--- Passage shown ---
Skip to content

bioFAM/mofax

Repository files navigation

MOFA+ in Python

PyPi version

Work with trained factor models in Python.

This library provides convenience functions to load and visualize factor models trained with MOFA+ in Python. For more information on the multi-omics factor analysis v2 framework please see mofapy2 and MOFA2 GitHub repositories as well as the website.

Getting started

Installation

pip install git+https://github.com/gtca/mofax
# or
pip install mofax

Training a factor model

Please see the MOFA+ GitHub repository for more information on training the factor models with MOFA+.

Loading the model

Import the module and create a connection to the HDF5 file with the trained model:

import mofax as mfx

model = mfx.mofa_model("trained_mofaplus_model.hdf5")

The connection is created in the readonly mode by default and can be terminated by calling the close() method on the model object at the end of the working session:

model.close()

Model object

Model object is an instance of a mofa_model class that wraps around the HDF5 connection and provides a simple way to address the parts of the trained model such as expectations for factors and for their loadings (weights) eliminating the need to traverse the HDF5 file manually. The original connection to the HDF5 file is exposed via the model.model attribute.

Model methods

Simple data structures (e.g. lists or dictionaries) are typically returned upon accessing the properties of the mofa model, e.g. model.shape:

model.shape
# returns (10138, 1124)
--- Entries provided ---
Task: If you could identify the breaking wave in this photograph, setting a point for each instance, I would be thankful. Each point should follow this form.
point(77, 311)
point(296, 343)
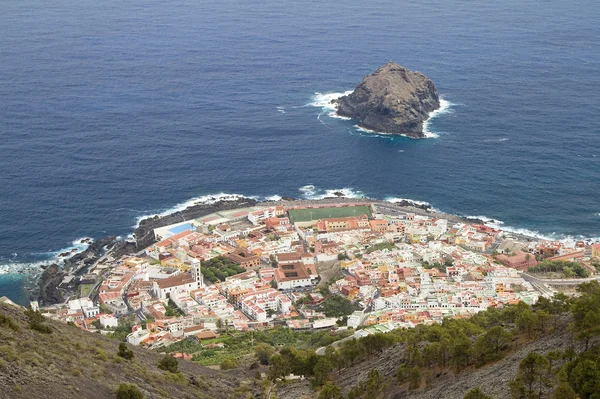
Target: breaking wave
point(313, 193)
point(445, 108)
---
> [Request A] Reproduce the mofax page from "Repository files navigation" to "as the website.".
> [Request B] Write out every line of the records again, requests included, offsetting each answer coordinate by adding 141 to it, and omit the pictures.
The records have no connection to the mofax page.

> [Result A]
Repository files navigation

MOFA+ in Python

PyPi version

Work with trained factor models in Python.

This library provides convenience functions to load and visualize factor models trained with MOFA+ in Python. For more information on the multi-omics factor analysis v2 framework please see mofapy2 and MOFA2 GitHub repositories as well as the website.

> [Result B]
Task: If you could identify the breaking wave in this photograph, setting a point for each instance, I would be thankful. Each point should follow this form.
point(77, 311)
point(296, 343)
Target: breaking wave
point(454, 334)
point(586, 249)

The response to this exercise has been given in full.